- Date: November 2015
- Location: United States
- Result: Warriors won 3–0
- Player of the series: Kumar Sangakkara

Teams
- Sachin's Blasters: Warne's Warriors

Captains

Most runs

Most wickets

= Cricket All-Stars =

Twenty20 cricket series in 2015

Cricket All-Stars (also known as Cricket All-Stars Series) was an exhibition Twenty20 cricket series took place in the United States in 2015. The series features two lineups of renowned retired cricket players from around the world, led by cricket icons – Sachin Tendulkar of India and Shane Warne of Australia.

== Background ==
The inaugural series was held across three cities in the United States. A second series was announced to be held in September/October 2017 but later it got scrapped due to issues between Sachin Tendulkar & Shane Warne; it hasn't returned thereafter.

== Teams ==
The All-Stars Series was a set of games played between Sachin's Blasters led by Sachin Tendulkar and Warne's Warriors led by Shane Warne. The two captains selected their respective squads by randomly drawing out the player names on 5 November 2015 at Times Square.

| Sachin's Blasters | Warne's Warriors |
|---|---|
| IND Sachin Tendulkar (c); IND Virender Sehwag; IND VVS Laxman; WIN Brian Lara; IND Sourav Ganguly; SRI Mahela Jayawardene; WIN Carl Hooper; PAK Moin Khan (wk); SRI Muttiah Muralitharan; ENG Graeme Swann; WIN Curtly Ambrose; RSA Shaun Pollock; AUS Glenn McGrath; RSA Lance Klusener; PAK Shoaib Akhtar; | AUS Shane Warne (c); AUS Matthew Hayden; ENG Michael Vaughan; AUS Ricky Ponting; RSA Jonty Rhodes; RSA Jacques Kallis; AUS Andrew Symonds; SRI Kumar Sangakkara (wk); PAK Saqlain Mushtaq; NZL Daniel Vettori; WIN Courtney Walsh; PAK Wasim Akram; RSA Allan Donald; IND Ajit Agarkar; NZL Shane Bond; |

== Venues ==
All three matches of the series played in baseball stadiums. Initially in June 2015, Wrigley Field in Chicago and Yankee Stadium in New York were booked as venues, along with Dodger Stadium in Los Angeles. However, in October 2015, the former two venues were replaced by New York Mets' home ballpark Citi Field and Houston Astros' home ballpark Minute Maid Park. The first match was a day game in New York, while the second and third played under lights in Houston and Los Angeles respectively.

Brief a »
Can you give the listing below as a Markdown table with the columns Row and Line, numbering each non-blank line and leaving out blank lines?

[Items listed in a dataset]
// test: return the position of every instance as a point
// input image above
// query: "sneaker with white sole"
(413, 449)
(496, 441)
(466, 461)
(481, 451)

Brief b »
Will you retype the entire Cricket All-Stars article above, word for word?

Expected output a »
| Row | Line |
|---|---|
| 1 | // test: return the position of every instance as a point |
| 2 | // input image above |
| 3 | // query: "sneaker with white sole" |
| 4 | (413, 449) |
| 5 | (496, 441) |
| 6 | (466, 461) |
| 7 | (481, 451) |

Expected output b »
- Date: November 2015
- Location: United States
- Result: Warriors won 3–0
- Player of the series: Kumar Sangakkara

Teams
- Sachin's Blasters: Warne's Warriors

Captains

Most runs

Most wickets

= Cricket All-Stars =

Twenty20 cricket series in 2015

Cricket All-Stars (also known as Cricket All-Stars Series) was an exhibition Twenty20 cricket series took place in the United States in 2015. The series features two lineups of renowned retired cricket players from around the world, led by cricket icons – Sachin Tendulkar of India and Shane Warne of Australia.

== Background ==
The inaugural series was held across three cities in the United States. A second series was announced to be held in September/October 2017 but later it got scrapped due to issues between Sachin Tendulkar & Shane Warne; it hasn't returned thereafter.

== Teams ==
The All-Stars Series was a set of games played between Sachin's Blasters led by Sachin Tendulkar and Warne's Warriors led by Shane Warne. The two captains selected their respective squads by randomly drawing out the player names on 5 November 2015 at Times Square.

| Sachin's Blasters | Warne's Warriors |
|---|---|
| IND Sachin Tendulkar (c); IND Virender Sehwag; IND VVS Laxman; WIN Brian Lara; IND Sourav Ganguly; SRI Mahela Jayawardene; WIN Carl Hooper; PAK Moin Khan (wk); SRI Muttiah Muralitharan; ENG Graeme Swann; WIN Curtly Ambrose; RSA Shaun Pollock; AUS Glenn McGrath; RSA Lance Klusener; PAK Shoaib Akhtar; | AUS Shane Warne (c); AUS Matthew Hayden; ENG Michael Vaughan; AUS Ricky Ponting; RSA Jonty Rhodes; RSA Jacques Kallis; AUS Andrew Symonds; SRI Kumar Sangakkara (wk); PAK Saqlain Mushtaq; NZL Daniel Vettori; WIN Courtney Walsh; PAK Wasim Akram; RSA Allan Donald; IND Ajit Agarkar; NZL Shane Bond; |

== Venues ==
All three matches of the series played in baseball stadiums. Initially in June 2015, Wrigley Field in Chicago and Yankee Stadium in New York were booked as venues, along with Dodger Stadium in Los Angeles. However, in October 2015, the former two venues were replaced by New York Mets' home ballpark Citi Field and Houston Astros' home ballpark Minute Maid Park. The first match was a day game in New York, while the second and third played under lights in Houston and Los Angeles respectively.